### Given task
Please rewrite all the items below, replacing "Would you be able to locate" with "Can you find" wherever it occurs and leaving every other word the same.

☆ ☆ ☆ ☆ ☆ ☆ ☆

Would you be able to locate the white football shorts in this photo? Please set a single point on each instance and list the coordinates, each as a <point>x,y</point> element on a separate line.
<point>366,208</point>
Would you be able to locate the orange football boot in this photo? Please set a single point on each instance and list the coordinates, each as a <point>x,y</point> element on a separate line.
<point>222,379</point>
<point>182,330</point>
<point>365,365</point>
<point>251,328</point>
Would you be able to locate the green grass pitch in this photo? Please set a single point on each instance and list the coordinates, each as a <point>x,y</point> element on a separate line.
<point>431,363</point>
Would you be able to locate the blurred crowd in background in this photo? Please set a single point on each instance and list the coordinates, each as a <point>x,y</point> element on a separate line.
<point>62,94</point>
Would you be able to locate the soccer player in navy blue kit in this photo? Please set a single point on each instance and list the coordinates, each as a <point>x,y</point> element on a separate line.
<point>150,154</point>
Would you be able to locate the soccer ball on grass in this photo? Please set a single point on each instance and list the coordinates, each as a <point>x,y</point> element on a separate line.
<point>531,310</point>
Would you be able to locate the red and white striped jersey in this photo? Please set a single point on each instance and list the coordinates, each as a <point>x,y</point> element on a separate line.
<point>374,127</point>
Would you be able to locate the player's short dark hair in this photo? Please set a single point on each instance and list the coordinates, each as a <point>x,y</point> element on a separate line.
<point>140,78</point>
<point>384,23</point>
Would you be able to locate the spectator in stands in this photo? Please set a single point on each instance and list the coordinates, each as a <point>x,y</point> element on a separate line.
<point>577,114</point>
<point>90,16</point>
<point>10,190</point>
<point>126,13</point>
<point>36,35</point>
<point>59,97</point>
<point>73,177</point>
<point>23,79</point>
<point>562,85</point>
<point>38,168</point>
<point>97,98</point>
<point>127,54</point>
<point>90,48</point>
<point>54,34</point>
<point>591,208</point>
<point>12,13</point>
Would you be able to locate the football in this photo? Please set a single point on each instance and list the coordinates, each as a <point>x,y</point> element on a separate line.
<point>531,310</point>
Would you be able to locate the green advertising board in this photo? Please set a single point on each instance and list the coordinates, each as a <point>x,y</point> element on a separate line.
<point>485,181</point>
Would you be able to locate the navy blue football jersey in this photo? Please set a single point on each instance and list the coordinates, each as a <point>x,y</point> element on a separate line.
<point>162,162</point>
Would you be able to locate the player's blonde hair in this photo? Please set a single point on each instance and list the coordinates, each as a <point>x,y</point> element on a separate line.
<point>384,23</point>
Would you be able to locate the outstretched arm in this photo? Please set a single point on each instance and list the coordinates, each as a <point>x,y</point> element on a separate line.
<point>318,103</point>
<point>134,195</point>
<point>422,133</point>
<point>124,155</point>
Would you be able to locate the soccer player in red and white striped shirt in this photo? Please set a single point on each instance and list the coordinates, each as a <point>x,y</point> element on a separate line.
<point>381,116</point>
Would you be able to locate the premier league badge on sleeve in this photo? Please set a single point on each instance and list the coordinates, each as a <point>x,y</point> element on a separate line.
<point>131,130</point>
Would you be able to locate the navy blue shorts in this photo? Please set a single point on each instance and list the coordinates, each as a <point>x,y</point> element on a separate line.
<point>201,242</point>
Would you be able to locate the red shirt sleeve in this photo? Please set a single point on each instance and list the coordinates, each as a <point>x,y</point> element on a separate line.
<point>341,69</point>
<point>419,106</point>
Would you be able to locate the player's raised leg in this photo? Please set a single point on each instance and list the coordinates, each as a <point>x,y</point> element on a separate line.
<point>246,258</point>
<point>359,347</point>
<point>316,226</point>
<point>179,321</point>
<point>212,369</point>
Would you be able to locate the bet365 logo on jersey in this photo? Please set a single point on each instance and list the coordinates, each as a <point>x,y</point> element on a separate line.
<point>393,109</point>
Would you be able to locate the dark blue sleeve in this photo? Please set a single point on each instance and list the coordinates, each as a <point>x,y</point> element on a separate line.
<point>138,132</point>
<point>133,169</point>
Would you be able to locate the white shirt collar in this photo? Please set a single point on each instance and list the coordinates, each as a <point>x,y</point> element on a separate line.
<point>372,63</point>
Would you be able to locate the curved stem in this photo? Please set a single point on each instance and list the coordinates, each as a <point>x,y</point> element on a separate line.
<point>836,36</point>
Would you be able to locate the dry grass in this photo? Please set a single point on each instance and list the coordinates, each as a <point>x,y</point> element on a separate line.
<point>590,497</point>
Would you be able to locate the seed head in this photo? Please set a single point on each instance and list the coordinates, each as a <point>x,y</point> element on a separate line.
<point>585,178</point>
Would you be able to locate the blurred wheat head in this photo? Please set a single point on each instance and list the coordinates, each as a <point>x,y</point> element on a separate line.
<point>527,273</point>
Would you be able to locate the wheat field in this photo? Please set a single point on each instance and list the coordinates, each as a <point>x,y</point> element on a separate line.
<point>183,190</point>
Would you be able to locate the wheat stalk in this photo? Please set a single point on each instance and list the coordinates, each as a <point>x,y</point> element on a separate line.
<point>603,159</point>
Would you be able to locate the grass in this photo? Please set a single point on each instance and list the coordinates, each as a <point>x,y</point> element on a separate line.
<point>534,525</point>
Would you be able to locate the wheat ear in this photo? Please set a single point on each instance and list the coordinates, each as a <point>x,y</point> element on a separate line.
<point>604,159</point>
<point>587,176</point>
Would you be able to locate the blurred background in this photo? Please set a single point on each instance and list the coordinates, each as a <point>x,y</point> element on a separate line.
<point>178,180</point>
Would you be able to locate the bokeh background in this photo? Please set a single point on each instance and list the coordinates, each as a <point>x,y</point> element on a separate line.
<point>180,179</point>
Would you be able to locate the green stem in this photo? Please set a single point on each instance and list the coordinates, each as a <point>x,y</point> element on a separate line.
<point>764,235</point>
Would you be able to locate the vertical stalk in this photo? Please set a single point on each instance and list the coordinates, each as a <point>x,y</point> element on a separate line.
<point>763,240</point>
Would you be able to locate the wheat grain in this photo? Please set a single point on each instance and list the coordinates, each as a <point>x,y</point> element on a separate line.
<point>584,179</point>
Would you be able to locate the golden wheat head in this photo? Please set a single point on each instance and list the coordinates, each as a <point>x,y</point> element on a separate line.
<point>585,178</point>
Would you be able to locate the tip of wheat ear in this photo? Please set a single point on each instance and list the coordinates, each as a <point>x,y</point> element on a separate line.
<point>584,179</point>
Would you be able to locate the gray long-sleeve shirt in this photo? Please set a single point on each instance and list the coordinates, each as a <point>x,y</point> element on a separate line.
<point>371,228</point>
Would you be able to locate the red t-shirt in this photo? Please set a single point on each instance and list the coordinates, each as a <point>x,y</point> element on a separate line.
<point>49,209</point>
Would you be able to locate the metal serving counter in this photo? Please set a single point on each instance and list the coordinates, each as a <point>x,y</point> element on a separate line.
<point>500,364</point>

☆ ☆ ☆ ☆ ☆ ☆ ☆

### Right answer
Can you find the white football shorts in this photo? Please set a single point on each instance and list the coordinates, each as a <point>x,y</point> element on a separate line.
<point>366,208</point>
Can you find the orange football boot in this photo? Please set a single point on each instance and list the coordinates, each as a <point>x,y</point> element on a separate line.
<point>222,379</point>
<point>182,330</point>
<point>365,365</point>
<point>251,328</point>
Can you find the green grass pitch in this photo? Please set a single point on each instance and list the coordinates, each as a <point>x,y</point> element on a separate line.
<point>431,363</point>
Can you find the blurred crowd in background in this photo? Please set a single point on each instance and list the coordinates, each as a <point>x,y</point> element on a separate line.
<point>62,94</point>
Can you find the soccer player in navy blue kit in this photo? Please set a single point on each instance and list the coordinates, each as a <point>x,y</point> element on a separate line.
<point>150,154</point>
Can you find the soccer ball on grass in this photo? Please set a single point on each instance and list the coordinates, each as a <point>x,y</point> element on a separate line.
<point>531,310</point>
Can you find the red and white striped jersey in this photo? Please set a single point on each instance and list the coordinates, each as a <point>x,y</point> element on a separate line.
<point>374,127</point>
Can you find the player's short dark hair in this photo? Please set a single point on each instance and list the coordinates, each as a <point>x,y</point> element on a separate line.
<point>140,78</point>
<point>384,23</point>
Can you find the spectator in stands in this photo? Please set a single point on each instance and list the coordinates, each as a <point>x,y</point> element on a separate line.
<point>577,114</point>
<point>90,16</point>
<point>10,190</point>
<point>126,13</point>
<point>36,35</point>
<point>59,97</point>
<point>73,177</point>
<point>23,79</point>
<point>562,85</point>
<point>38,168</point>
<point>97,98</point>
<point>127,54</point>
<point>90,48</point>
<point>54,34</point>
<point>591,208</point>
<point>12,13</point>
Can you find the football in this photo? Please set a single point on each instance and list the coordinates, each as a <point>x,y</point> element on a separate line.
<point>531,310</point>
Can you find the green advertising board in this photo? Please set a single point on each instance and list the coordinates, each as a <point>x,y</point> element on a separate line.
<point>485,181</point>
Can you find the navy blue football jersey in this photo? Please set a single point on each instance and list the coordinates, each as a <point>x,y</point> element on a separate line.
<point>162,162</point>
Can you find the player's blonde hair in this photo? Please set a single point on each instance and list the coordinates, each as a <point>x,y</point> element on a separate line.
<point>384,23</point>
Can you find the outstretched arm in this photo? Please set a single point on each instance and list the coordinates, each as a <point>x,y</point> element on a separate line.
<point>318,103</point>
<point>134,195</point>
<point>422,133</point>
<point>124,155</point>
Can you find the soccer player in red and white striped shirt in this photo? Please set a single point on each instance and list the coordinates, each as a <point>x,y</point> element on a separate line.
<point>381,116</point>
Can you find the premier league badge on sleeve in this photo? Please set a single point on each instance and list the coordinates, each as a <point>x,y</point> element on a separate line.
<point>131,130</point>
Can you find the navy blue shorts in this photo? Please set a single point on each instance and list the coordinates, each as a <point>x,y</point> element on a separate line.
<point>201,242</point>
Can you find the red shirt sleeve in this photo? Please set a single point on each instance and list the coordinates, each as a <point>x,y</point> element on a separate line.
<point>341,69</point>
<point>419,106</point>
Can you find the player's raised leg in this photo? Please set a single point on each instance and list the coordinates, each as a <point>x,y</point> element on a separate line.
<point>246,258</point>
<point>359,347</point>
<point>316,226</point>
<point>179,321</point>
<point>212,369</point>
Can you find the bet365 logo on jersey in this photo? Please set a single point on each instance and list the coordinates, each as a <point>x,y</point> element on a separate line.
<point>393,109</point>
Can you find the dark blue sleeve in this photo? Please set a single point on each instance and list the coordinates, each as a <point>x,y</point> element on a separate line.
<point>138,132</point>
<point>133,169</point>
Can you find the white shirt collar in this photo? Please set a single point on each instance and list the coordinates, each as a <point>x,y</point> element on a separate line.
<point>372,63</point>
Can you find the curved stem in this photo? Please set a single point on each instance and list the coordinates, each as a <point>x,y</point> element on a separate line.
<point>836,36</point>
Can you find the dry grass in this photo? Please set a single point on each instance and list the coordinates, each as a <point>x,y</point> element on a separate line.
<point>590,497</point>
Can you find the seed head in this photo? Please set a single point on each instance and list the coordinates, each as a <point>x,y</point> element on a separate line.
<point>585,178</point>
Can you find the blurred wheat head in this photo? Please set a single point on each instance and list the coordinates, each as a <point>x,y</point> element on a separate line.
<point>527,273</point>
Can you find the wheat field in this photo? Please set a single point on each instance and list the coordinates, each as a <point>x,y</point> element on a separate line.
<point>183,190</point>
Can you find the wheat stalk in this photo? Please set a single point on each instance and list the coordinates, each as a <point>x,y</point> element on a separate line.
<point>603,159</point>
Can you find the grass in this photo? Please set a single point on each instance and list the coordinates, each as a <point>x,y</point> element on a separate line.
<point>534,525</point>
Can you find the wheat ear in this photo? Please set a single point on each instance and list the coordinates, each as a <point>x,y</point> element on a separate line.
<point>604,159</point>
<point>587,176</point>
Can you find the blurred background in this photo? Please set a single point on each instance and list the coordinates, each as a <point>x,y</point> element on a separate line.
<point>178,180</point>
Can you find the bokeh background in this photo? Please set a single point on each instance and list the coordinates, each as a <point>x,y</point> element on a separate line.
<point>180,179</point>
Can you find the green stem in this photo? Please set a single point on each instance and list the coordinates, each as a <point>x,y</point> element on a separate line.
<point>764,235</point>
Can you find the vertical stalk in this photo? Please set a single point on each instance and list the coordinates, each as a <point>x,y</point> element on a separate line.
<point>763,240</point>
Can you find the wheat grain in this photo? Please set a single point on each instance and list the coordinates, each as a <point>x,y</point> element on a separate line.
<point>584,179</point>
Can you find the golden wheat head in this photo? Please set a single point on each instance and list the coordinates, each as a <point>x,y</point> element on a separate line.
<point>585,178</point>
Can you find the tip of wheat ear in this photo? Please set a single point on each instance and list the coordinates, each as a <point>x,y</point> element on a separate line.
<point>584,179</point>
Can you find the gray long-sleeve shirt in this photo? Please set a single point on each instance and list the coordinates, each as a <point>x,y</point> element on a separate line.
<point>371,228</point>
Can you find the red t-shirt in this photo? Please set a single point on each instance and list the coordinates, each as a <point>x,y</point> element on a separate line.
<point>49,209</point>
Can you find the metal serving counter in this photo? Please set a single point on each instance and list the coordinates, each as a <point>x,y</point> element on a separate line.
<point>500,364</point>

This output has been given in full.